◆ **EXTRACTED TEXT**:
————————
# Tiny, but powerful



## Hawaiilad (Feb 16, 2010)

Thanks for the review. Did I miss where you bought it?


----------



## EarlS (Dec 21, 2011)

How big is the filter? Seems like something this small would plug the filter off in no time if you are collecting ROS dust.


----------



## Tennessee (Jul 8, 2011)

https://www.harborfreight.com/2-12-gal-wetdry-vacuumblower-61162.html
I bought this from HF for $32.99 less 20%, for a total of $26.40.
8 foot cord, 4 foot hose.
I keep it around my lathe, and it works great for cleaning up the lathe after I am done. Also great on my pen lathe since the hose is small and gets into the tight holes and cubbys around the motor and drive box.
Listed at 2 1/2 gallon, but I think more like 2 gallon. Works great.


----------



## wormil (Nov 19, 2011)

So you've owned it one day? I had a little ShopVac, very similar, might have been the same. It worked fine, just long enough for the warranty to run out then died. it was the 2nd ShopVac I owned. I'll never own a 3rd. Last time I bought a Ridgid, be interesting to see how long it lasts.
————————
◆ **GIVEN INFORMATION**:
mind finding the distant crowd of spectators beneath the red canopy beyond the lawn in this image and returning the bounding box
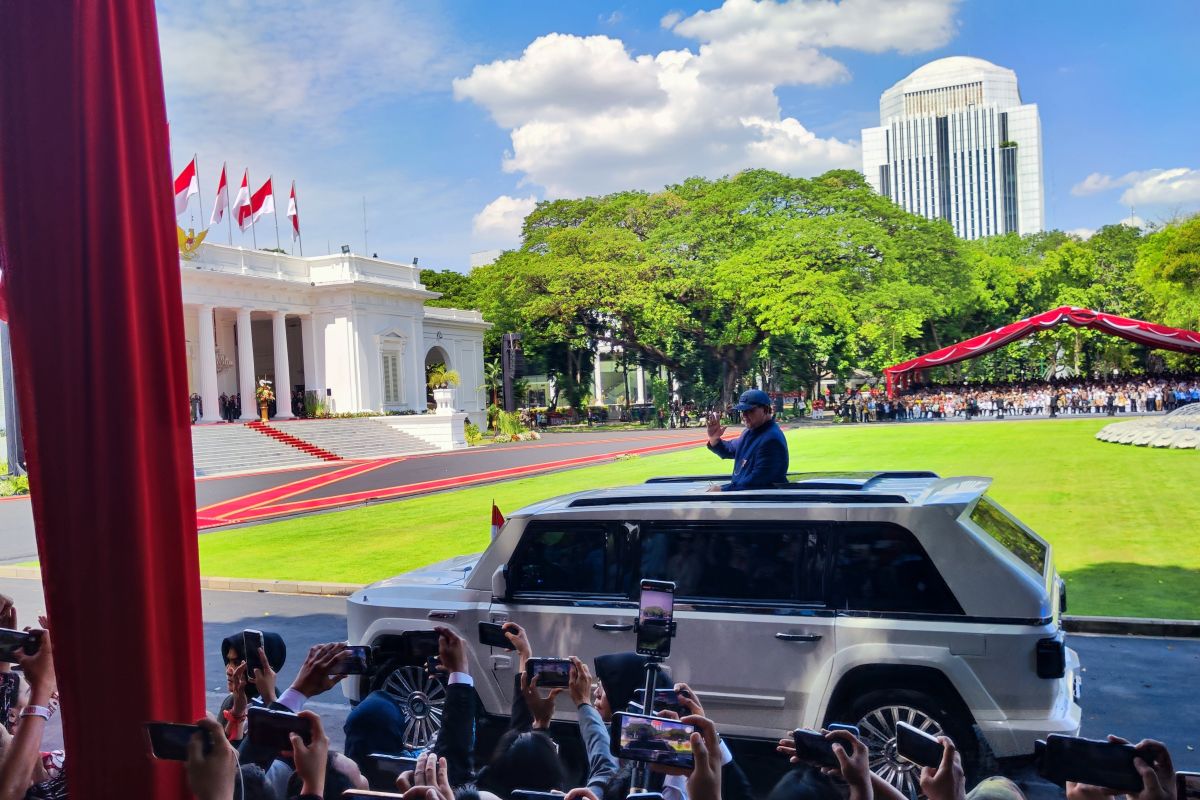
[814,374,1200,422]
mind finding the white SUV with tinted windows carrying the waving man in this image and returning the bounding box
[343,473,1080,789]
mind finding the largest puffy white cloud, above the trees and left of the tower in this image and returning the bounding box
[454,0,958,198]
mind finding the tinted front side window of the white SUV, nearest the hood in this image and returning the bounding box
[509,521,624,595]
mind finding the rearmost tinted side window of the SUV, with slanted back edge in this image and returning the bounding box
[829,523,962,614]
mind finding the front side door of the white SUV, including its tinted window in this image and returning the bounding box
[490,518,637,720]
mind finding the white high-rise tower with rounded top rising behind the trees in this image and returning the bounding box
[863,55,1045,239]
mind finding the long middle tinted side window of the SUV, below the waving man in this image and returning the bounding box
[640,522,822,603]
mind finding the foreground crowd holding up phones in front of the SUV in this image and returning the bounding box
[84,622,1182,800]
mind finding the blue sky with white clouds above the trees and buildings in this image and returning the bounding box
[158,0,1200,271]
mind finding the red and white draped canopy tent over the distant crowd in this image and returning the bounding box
[883,306,1200,397]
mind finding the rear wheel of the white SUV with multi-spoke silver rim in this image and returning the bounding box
[842,690,977,798]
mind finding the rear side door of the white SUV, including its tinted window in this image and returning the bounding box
[638,521,836,736]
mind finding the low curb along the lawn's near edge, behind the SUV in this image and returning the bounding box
[0,566,1200,623]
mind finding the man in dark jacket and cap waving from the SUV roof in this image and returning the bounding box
[708,389,787,492]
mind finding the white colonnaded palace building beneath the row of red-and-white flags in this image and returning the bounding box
[180,242,490,422]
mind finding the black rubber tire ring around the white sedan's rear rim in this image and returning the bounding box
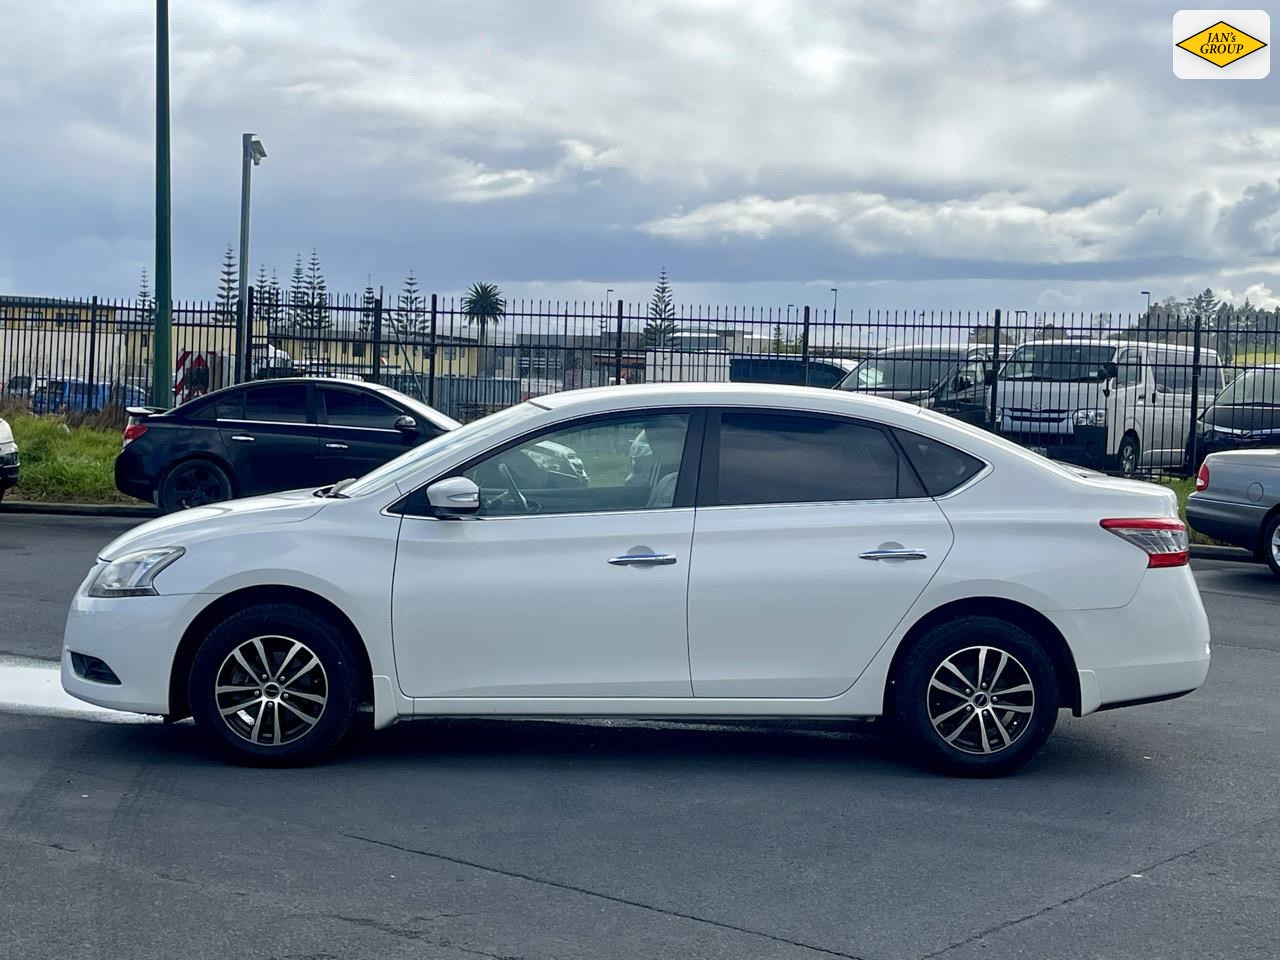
[893,616,1061,777]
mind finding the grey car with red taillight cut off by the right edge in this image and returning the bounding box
[1187,449,1280,576]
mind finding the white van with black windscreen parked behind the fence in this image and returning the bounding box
[996,339,1224,475]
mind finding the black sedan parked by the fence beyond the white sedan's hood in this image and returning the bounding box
[115,378,458,512]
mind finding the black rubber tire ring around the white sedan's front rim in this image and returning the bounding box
[187,603,360,767]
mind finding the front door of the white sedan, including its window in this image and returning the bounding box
[392,411,700,698]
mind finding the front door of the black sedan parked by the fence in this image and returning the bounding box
[315,384,427,484]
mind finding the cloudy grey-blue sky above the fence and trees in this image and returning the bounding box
[0,0,1280,314]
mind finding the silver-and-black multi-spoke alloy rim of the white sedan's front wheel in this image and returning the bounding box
[214,636,329,746]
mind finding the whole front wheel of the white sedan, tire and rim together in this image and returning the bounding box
[187,603,360,767]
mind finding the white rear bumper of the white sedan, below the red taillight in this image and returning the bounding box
[1046,567,1210,714]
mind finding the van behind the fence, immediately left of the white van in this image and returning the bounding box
[836,343,991,424]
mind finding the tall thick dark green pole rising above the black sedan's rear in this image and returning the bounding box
[151,0,173,407]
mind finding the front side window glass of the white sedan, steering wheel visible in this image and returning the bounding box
[463,413,689,517]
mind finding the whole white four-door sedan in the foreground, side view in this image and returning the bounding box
[61,384,1210,774]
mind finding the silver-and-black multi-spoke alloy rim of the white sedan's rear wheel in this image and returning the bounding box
[925,646,1036,755]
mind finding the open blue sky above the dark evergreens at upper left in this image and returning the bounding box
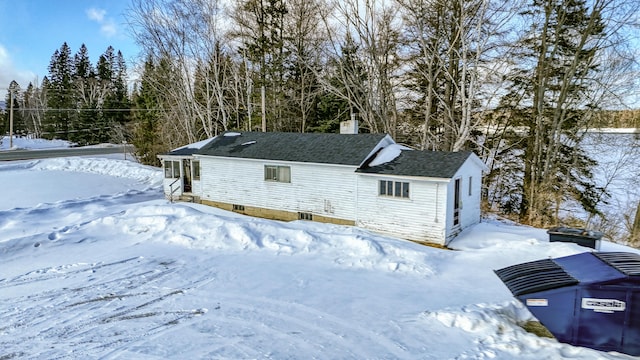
[0,0,138,90]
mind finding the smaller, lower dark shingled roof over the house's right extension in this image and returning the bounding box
[357,150,471,179]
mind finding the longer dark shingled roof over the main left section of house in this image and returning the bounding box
[196,132,386,166]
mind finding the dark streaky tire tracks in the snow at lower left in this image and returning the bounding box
[0,257,212,359]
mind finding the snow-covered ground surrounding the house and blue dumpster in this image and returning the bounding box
[0,137,634,359]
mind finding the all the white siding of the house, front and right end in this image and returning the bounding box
[182,146,484,245]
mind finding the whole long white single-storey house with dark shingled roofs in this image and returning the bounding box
[160,132,486,245]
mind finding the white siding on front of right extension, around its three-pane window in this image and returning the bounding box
[356,174,447,244]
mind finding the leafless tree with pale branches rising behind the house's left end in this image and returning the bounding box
[129,0,233,142]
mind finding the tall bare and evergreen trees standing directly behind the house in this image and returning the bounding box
[3,0,640,242]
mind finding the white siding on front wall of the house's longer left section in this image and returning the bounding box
[199,156,356,220]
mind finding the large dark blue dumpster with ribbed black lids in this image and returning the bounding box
[495,252,640,356]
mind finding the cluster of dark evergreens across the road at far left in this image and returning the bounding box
[3,42,131,145]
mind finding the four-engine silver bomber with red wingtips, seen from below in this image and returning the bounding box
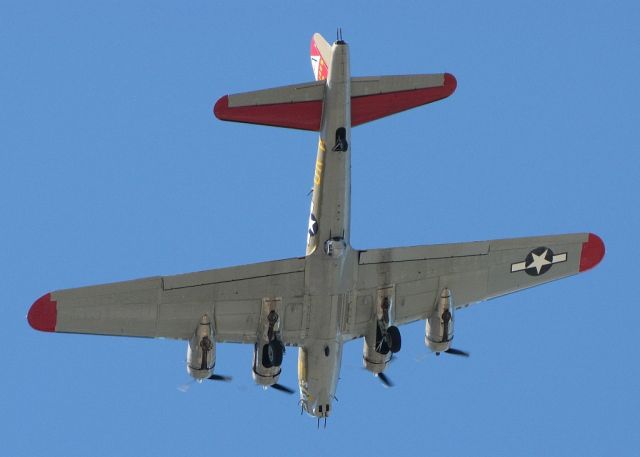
[27,33,605,425]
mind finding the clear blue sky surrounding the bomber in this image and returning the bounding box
[0,1,640,457]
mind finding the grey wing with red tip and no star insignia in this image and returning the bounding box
[28,258,304,345]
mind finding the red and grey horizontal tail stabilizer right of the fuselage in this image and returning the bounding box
[351,73,457,127]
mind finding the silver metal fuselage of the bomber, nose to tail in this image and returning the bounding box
[298,42,356,418]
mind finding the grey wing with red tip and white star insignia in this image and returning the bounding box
[353,233,604,335]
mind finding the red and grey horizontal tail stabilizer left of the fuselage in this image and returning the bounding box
[213,81,326,131]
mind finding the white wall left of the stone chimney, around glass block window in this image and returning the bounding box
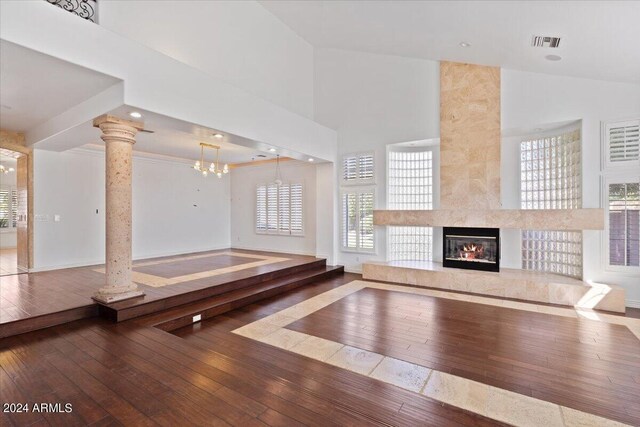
[315,49,440,271]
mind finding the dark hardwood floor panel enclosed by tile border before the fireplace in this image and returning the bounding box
[282,288,640,425]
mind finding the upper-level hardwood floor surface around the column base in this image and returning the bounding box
[0,249,324,337]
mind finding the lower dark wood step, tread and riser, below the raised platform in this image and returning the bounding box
[138,266,344,332]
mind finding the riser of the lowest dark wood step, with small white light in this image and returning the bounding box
[154,269,343,332]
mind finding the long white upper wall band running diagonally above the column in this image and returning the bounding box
[0,0,336,160]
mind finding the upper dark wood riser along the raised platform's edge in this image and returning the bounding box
[108,259,327,322]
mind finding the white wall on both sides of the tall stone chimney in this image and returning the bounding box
[315,49,640,304]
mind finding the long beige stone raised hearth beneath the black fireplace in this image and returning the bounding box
[362,261,625,313]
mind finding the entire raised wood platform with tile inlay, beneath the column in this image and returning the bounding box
[0,250,343,338]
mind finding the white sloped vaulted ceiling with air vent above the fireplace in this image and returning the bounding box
[260,0,640,83]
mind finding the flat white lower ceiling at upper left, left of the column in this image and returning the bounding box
[0,40,119,132]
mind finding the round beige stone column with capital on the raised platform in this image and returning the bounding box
[93,115,144,304]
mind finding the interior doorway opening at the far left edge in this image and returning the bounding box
[0,148,29,276]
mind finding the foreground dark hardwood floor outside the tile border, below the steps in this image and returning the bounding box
[0,274,504,426]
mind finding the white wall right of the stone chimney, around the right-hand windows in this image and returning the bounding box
[501,70,640,305]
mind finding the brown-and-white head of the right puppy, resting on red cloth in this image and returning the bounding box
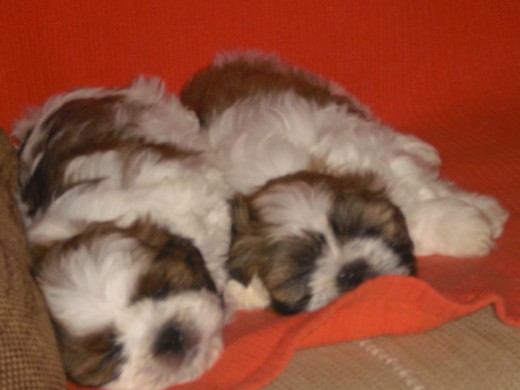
[227,172,415,314]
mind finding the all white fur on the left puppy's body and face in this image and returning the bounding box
[14,78,230,389]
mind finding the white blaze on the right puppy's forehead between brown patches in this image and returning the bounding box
[254,181,332,237]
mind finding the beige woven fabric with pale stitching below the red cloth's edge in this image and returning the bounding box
[265,308,520,390]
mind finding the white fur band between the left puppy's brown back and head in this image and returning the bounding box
[29,145,230,288]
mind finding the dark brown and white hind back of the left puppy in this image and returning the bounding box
[13,78,204,218]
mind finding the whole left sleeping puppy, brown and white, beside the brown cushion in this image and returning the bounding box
————————
◆ **PROBLEMS AND TASKS**:
1. Reproduce the passage of the vacuum thread from "How big is the" up to and including "and drive box.".
2. Name every user who posted in the vacuum thread.

◆ **ANSWERS PER TASK**:
1.
How big is the filter? Seems like something this small would plug the filter off in no time if you are collecting ROS dust.


----------



## Tennessee (Jul 8, 2011)

https://www.harborfreight.com/2-12-gal-wetdry-vacuumblower-61162.html
I bought this from HF for $32.99 less 20%, for a total of $26.40.
8 foot cord, 4 foot hose.
I keep it around my lathe, and it works great for cleaning up the lathe after I am done. Also great on my pen lathe since the hose is small and gets into the tight holes and cubbys around the motor and drive box.

2. Hawaiilad, EarlS, Tennessee, wormil